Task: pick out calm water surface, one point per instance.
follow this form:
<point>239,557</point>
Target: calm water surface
---
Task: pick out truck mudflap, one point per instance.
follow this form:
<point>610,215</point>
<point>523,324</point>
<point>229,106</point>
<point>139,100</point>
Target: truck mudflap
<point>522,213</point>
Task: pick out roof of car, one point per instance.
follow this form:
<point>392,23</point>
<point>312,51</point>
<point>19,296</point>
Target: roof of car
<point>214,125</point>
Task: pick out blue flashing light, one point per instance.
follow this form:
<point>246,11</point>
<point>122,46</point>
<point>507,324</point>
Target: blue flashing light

**Task instructions:** Only the count belongs in your answer, so please work out how many lines of the data contain "surface".

**Answer to this problem:** 2